* **PROBLEM DETAILS**:
What follows is a set of records; restate each one word for word and drop the pictures.

* **SUPPLIED RECORDS**:
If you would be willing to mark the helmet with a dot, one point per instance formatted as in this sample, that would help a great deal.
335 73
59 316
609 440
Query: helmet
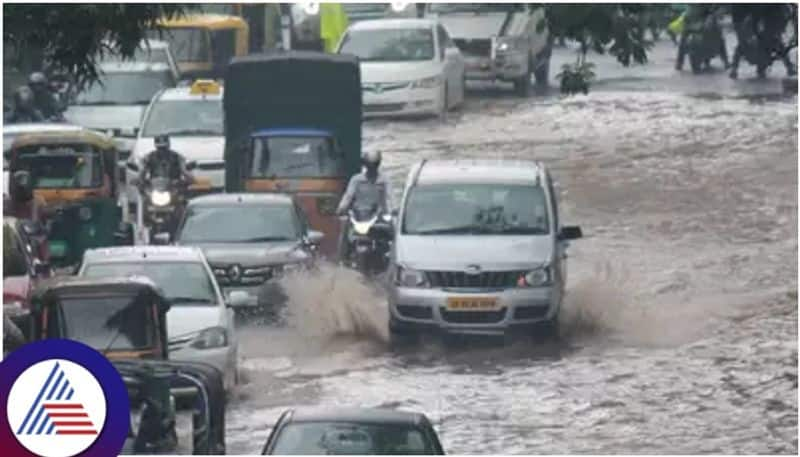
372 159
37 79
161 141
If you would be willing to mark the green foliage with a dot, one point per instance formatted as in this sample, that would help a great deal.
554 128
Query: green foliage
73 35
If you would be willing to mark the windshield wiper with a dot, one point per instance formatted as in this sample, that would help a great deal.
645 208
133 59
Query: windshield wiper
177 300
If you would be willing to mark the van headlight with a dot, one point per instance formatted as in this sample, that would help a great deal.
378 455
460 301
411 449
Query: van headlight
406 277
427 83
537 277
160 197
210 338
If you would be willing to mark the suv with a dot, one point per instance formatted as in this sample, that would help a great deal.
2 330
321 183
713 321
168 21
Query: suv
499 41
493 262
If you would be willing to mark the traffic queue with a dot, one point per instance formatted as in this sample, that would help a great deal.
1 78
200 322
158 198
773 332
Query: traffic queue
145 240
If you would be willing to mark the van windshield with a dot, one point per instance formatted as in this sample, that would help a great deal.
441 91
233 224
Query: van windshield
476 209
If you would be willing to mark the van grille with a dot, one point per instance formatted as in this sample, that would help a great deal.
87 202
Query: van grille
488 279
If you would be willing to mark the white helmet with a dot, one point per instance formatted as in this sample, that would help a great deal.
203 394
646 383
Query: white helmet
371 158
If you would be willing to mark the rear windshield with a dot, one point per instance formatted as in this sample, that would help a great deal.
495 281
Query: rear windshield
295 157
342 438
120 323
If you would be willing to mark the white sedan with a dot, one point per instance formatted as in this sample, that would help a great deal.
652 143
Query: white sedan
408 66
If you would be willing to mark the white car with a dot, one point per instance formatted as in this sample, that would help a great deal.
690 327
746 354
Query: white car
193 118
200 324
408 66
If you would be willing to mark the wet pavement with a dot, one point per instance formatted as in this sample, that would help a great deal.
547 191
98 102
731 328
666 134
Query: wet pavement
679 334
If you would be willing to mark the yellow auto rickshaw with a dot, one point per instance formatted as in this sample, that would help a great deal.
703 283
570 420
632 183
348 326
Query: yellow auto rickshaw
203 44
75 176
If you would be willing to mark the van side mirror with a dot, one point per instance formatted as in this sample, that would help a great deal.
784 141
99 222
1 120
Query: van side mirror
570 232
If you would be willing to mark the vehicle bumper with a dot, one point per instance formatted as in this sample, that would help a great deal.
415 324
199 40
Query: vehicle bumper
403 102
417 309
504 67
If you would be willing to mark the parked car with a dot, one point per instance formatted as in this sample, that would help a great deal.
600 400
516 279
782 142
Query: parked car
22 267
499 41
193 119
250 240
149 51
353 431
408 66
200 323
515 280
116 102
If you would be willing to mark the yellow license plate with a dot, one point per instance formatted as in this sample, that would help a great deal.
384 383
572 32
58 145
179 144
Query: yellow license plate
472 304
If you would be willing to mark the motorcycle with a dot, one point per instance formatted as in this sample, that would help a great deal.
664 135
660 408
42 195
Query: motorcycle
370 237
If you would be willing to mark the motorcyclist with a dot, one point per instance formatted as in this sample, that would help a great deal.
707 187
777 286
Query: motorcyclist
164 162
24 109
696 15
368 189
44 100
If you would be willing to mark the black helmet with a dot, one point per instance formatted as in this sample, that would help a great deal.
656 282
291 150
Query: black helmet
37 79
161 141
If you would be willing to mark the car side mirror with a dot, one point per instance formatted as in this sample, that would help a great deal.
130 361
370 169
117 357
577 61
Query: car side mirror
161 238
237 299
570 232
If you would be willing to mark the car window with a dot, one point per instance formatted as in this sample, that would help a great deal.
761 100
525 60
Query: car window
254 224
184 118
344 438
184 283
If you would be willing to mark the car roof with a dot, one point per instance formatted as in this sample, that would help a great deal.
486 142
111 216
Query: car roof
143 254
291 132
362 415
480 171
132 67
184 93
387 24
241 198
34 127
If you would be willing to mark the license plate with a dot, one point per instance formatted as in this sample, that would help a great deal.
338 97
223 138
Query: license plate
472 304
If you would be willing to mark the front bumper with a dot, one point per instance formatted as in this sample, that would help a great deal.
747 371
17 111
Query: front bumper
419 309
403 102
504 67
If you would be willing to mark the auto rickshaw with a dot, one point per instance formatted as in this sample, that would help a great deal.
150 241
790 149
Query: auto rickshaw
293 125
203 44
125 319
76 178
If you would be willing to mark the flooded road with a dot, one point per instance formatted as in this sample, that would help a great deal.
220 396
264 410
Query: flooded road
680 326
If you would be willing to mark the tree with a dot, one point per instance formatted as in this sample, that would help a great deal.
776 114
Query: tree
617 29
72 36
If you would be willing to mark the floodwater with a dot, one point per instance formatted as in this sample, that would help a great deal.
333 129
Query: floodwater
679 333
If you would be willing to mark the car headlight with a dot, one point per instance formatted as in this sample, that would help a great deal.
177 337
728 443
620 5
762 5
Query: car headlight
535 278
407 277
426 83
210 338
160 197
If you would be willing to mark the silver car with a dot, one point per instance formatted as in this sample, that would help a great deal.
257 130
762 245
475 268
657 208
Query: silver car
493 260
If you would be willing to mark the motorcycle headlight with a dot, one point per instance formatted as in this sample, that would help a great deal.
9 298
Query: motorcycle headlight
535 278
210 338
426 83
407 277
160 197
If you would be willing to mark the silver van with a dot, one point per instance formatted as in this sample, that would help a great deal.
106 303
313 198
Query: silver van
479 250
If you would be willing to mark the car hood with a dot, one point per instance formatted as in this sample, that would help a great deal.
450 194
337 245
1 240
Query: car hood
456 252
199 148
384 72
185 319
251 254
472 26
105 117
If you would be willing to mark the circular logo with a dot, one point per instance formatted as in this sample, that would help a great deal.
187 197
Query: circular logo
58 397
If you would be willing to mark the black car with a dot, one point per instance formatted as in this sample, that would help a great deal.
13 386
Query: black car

* **RESPONSE TO THE TASK**:
If you would be willing to mark the helmet with a dot, one point per instance formatted as in this sample, that would help a great deal.
335 73
59 316
609 440
Query: helmet
372 159
37 79
161 141
If you would be willing to mark the green foliage with a dot, one point per instance formatted as in this sample, that would help a great deal.
554 128
Query: green foliage
73 35
If you would be willing to mark the windshield wiper with a dot, one point per instance formatted as in this sample, that would help a great deal.
645 208
133 59
Query: windshield wiper
177 300
If you would be willing to mark the van headlight with a dot, one point per instance formatted as in this sample, that would help a great deal.
378 455
460 301
411 449
Query: van headlight
406 277
427 83
537 277
160 197
210 338
If you would be willing to mark the suv with a dot, one point per instance formatted as in this sample, that would help a great deal.
2 330
321 183
713 321
168 21
Query: suv
499 41
493 262
If you would be willing to mark the traffic queue with a dot, one point per instance formatted as in this sample, that would help a great deal.
1 78
200 322
158 198
773 332
Query: traffic queue
145 240
If you would be willing to mark the van windshield with a dot, one point per instance formatted as in this sample, that would help a great deal.
441 91
233 224
Query: van windshield
476 209
If you would be willing to mark the van grille with a dot, one point per instance formatted as in this sample, that would help a great deal.
87 202
Query: van grille
488 279
If you would be willing to mark the white helmet with a dot, one point per instance formatted as in this sample, that would help a great deal.
203 394
646 383
Query: white helmet
371 158
If you would be willing to mark the rear windshield with a dot, one point per instance formatted as in this sample, that would help a great deal.
495 281
Query: rear windshield
295 157
342 438
120 323
If you would be willing to mark the white sedan with a dot, one point per instance formatted as in this sample, that would help a great deal.
652 143
Query: white sedan
408 66
If you would be willing to mark the white car with a dot, one point per instance formatted as in this sample, that would help a great deal.
690 327
746 354
Query: white car
193 118
200 324
408 66
If you would be willing to mark the wet pavement with a dot, one point per instance formatted as in this sample, that would help a great deal.
547 191
98 102
731 328
666 134
Query: wet pavement
679 334
If you would be willing to mark the yellow auto rickshaw with a dot, one point per instance formatted as in this sample, that would help a great deal.
703 283
570 420
632 183
348 326
Query: yellow auto rickshaw
203 44
75 176
If you would be willing to mark the van side mirror with a dot, one point per instance formatted as in this sample, that would help a great deal.
784 141
99 222
1 120
Query: van side mirror
570 232
If you would be willing to mark the vehicle bumper with a dot, one point per instance formatted as in this sample, that would help a great deal.
415 324
199 40
Query: vehicle bumper
403 102
417 309
504 67
If you would be willing to mark the parked car with a dot, one point per instance formatted as in this sample, that would help a great deal.
600 400
516 279
782 142
Query: parked car
22 267
499 41
193 119
250 240
149 51
353 431
408 66
200 323
515 280
116 102
If you would be willing to mark the yellow license plate with a dot, one point per instance formatted as in this sample, that would help a great deal.
384 383
572 32
58 145
179 144
Query: yellow license plate
472 304
If you would be willing to mark the motorcycle with a dot, one point per instance formatted as in this sample, that would help a great deal.
664 135
660 408
42 195
Query: motorcycle
370 237
If you would be willing to mark the motorcyclist with a dot, one point per instance formatted as in this sample, that would help a great deal.
707 187
777 286
Query: motorcyclist
164 162
24 109
696 15
368 189
44 100
If you would be willing to mark the black helmet with a dot, one point per instance formatted as in this sample, that would help a great deal.
656 282
291 150
Query: black helmet
37 79
161 141
If you would be willing to mark the car side mirror with a dot, one point per instance formatted as in this sample, that would help a great deal.
130 361
370 169
117 357
577 61
Query: car side mirror
161 238
237 299
570 232
If you would be willing to mark the car window with a dot, one point per instance formatted as in this sample, that would help a great deal.
761 100
525 60
Query: car window
254 224
184 118
344 438
184 283
If you would be willing to mark the car roof with a dot, one point per instance formatted as in this sample, that would help a great deal.
486 142
111 216
Query: car roof
143 254
291 132
362 415
480 171
132 67
184 93
387 24
241 198
34 127
If you would be willing to mark the license plate with a dot, one point per instance formatted as in this sample, that would help a great deal.
338 97
223 138
Query: license plate
472 304
If you would be willing to mark the front bumper with a dot, one point per instance formatted as in this sample, that would help a great deal.
747 371
17 111
Query: front bumper
419 309
403 102
504 67
If you would be willing to mark the auto rickshaw with a dot, one point per instance formatted as in this sample, that would help a great deal.
150 241
790 149
Query: auto rickshaw
293 125
203 44
125 319
76 178
If you would be willing to mark the flooded road with a dot, one point per instance formatted as in this sample, that would help a great deal.
220 396
264 410
Query: flooded road
680 326
If you would be willing to mark the tree with a dot, one point per instance formatted as in this sample, that would help a great deal.
776 114
Query: tree
617 29
72 36
If you would be willing to mark the floodwater with a dot, one point per instance formatted as in this sample, that would help a great deal.
333 129
Query: floodwater
679 333
If you would be willing to mark the car headlight with a dot, one point per instance formatted as in this sample, that would help a great deal.
177 337
728 443
620 5
762 5
Query: car headlight
535 278
407 277
426 83
210 338
160 197
If you would be willing to mark the silver car with a dot, one point per instance formatted as in this sample, that would help a great deal.
257 130
762 245
475 268
657 208
Query: silver car
493 260
If you would be willing to mark the motorcycle headlight with a dot, one point per instance formatted as in this sample, that would help a great deal.
9 298
Query: motorcycle headlight
535 278
210 338
426 83
407 277
160 197
If you would be willing to mark the silver van with a dot, one point per instance formatted as in this sample, that would help a great deal.
106 303
313 198
Query: silver van
479 250
If you would be willing to mark the car hood with a dot, one point per instance formatted as in this sample, that would help a great deal.
450 194
337 245
1 240
Query: car hood
456 252
199 148
384 72
185 319
251 254
472 26
105 117
If you would be willing to mark the circular logo with a dot, one point per instance formatted as in this sample, that would help a great deal.
187 197
Query: circular logo
58 397
If you would be willing to mark the black car with a dot, one point per instance formatted as in this sample, that would help a great deal.
13 386
Query: black car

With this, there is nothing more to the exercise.